● What you should do
Reproduce verbatim the lines of the listing below, from the line with "Where can the tree" through the line with "<point>79,455</point>", both included.
________________________
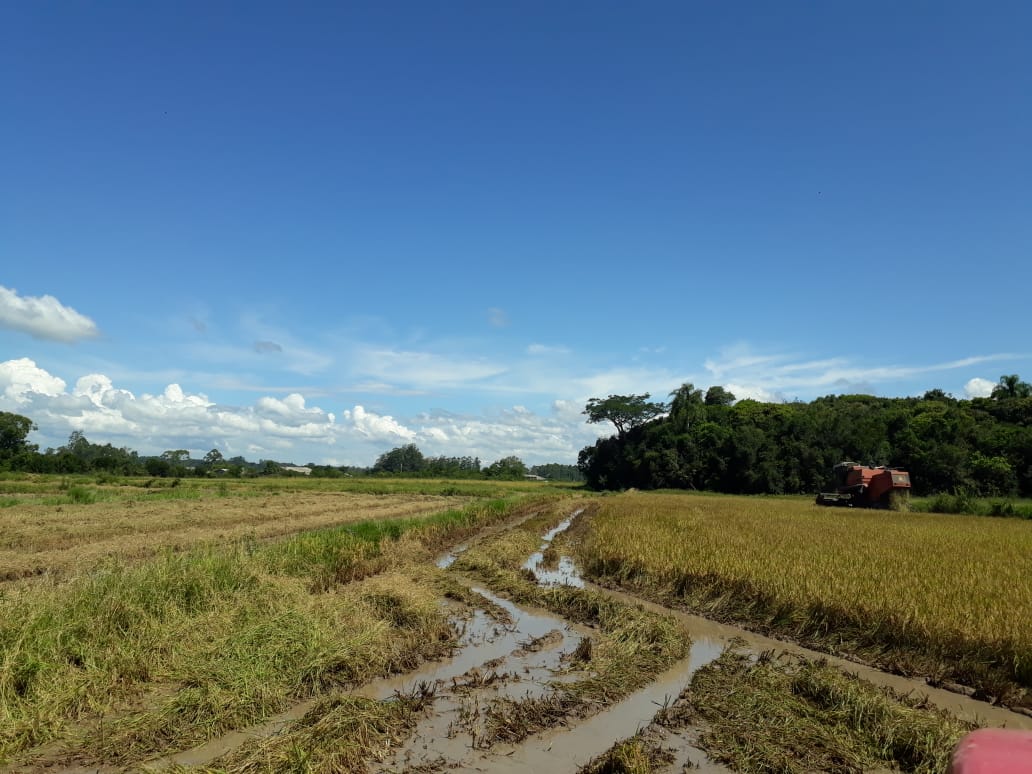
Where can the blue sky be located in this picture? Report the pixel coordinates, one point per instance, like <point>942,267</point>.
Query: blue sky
<point>314,231</point>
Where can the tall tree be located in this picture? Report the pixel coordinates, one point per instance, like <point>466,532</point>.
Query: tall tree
<point>406,458</point>
<point>1011,386</point>
<point>625,412</point>
<point>14,430</point>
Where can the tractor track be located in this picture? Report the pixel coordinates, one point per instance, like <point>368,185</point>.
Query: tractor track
<point>518,653</point>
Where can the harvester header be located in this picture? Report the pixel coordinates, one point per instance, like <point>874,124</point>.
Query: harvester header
<point>865,486</point>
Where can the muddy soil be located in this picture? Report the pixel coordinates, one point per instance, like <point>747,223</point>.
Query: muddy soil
<point>517,651</point>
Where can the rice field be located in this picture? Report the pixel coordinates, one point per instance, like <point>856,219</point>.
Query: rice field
<point>128,658</point>
<point>947,597</point>
<point>56,524</point>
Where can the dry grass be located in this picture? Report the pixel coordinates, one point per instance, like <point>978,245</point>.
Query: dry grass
<point>943,595</point>
<point>134,658</point>
<point>37,539</point>
<point>783,714</point>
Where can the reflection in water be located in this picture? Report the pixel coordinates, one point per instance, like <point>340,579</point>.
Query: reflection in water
<point>567,573</point>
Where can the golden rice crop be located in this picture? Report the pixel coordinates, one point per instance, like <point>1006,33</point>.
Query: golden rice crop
<point>954,586</point>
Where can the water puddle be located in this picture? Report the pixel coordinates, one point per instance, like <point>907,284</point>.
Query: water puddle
<point>566,573</point>
<point>523,656</point>
<point>449,738</point>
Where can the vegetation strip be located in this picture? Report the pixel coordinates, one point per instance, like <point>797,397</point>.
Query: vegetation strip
<point>130,660</point>
<point>340,734</point>
<point>786,714</point>
<point>939,597</point>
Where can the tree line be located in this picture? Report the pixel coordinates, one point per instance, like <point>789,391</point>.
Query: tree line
<point>710,441</point>
<point>79,455</point>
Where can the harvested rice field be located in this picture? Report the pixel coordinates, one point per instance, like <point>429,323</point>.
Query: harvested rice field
<point>333,631</point>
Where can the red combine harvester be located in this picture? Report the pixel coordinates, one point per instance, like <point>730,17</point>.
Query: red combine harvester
<point>862,486</point>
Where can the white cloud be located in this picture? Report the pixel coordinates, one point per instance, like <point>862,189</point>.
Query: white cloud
<point>773,377</point>
<point>423,369</point>
<point>544,349</point>
<point>22,377</point>
<point>978,387</point>
<point>43,317</point>
<point>377,427</point>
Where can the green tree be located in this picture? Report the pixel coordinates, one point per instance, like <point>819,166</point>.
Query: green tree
<point>625,412</point>
<point>1011,386</point>
<point>14,430</point>
<point>717,395</point>
<point>508,468</point>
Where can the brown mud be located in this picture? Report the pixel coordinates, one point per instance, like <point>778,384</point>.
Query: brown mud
<point>518,651</point>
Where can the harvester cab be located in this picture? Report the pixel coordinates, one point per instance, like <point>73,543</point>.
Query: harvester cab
<point>866,486</point>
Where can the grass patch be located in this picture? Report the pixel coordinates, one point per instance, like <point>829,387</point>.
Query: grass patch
<point>962,503</point>
<point>340,734</point>
<point>635,755</point>
<point>936,595</point>
<point>785,714</point>
<point>128,660</point>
________________________
● Correct answer
Where can the tree line be located in this picture? Report the pixel coordinates, one point per instance, like <point>789,391</point>.
Query: tree line
<point>710,441</point>
<point>79,455</point>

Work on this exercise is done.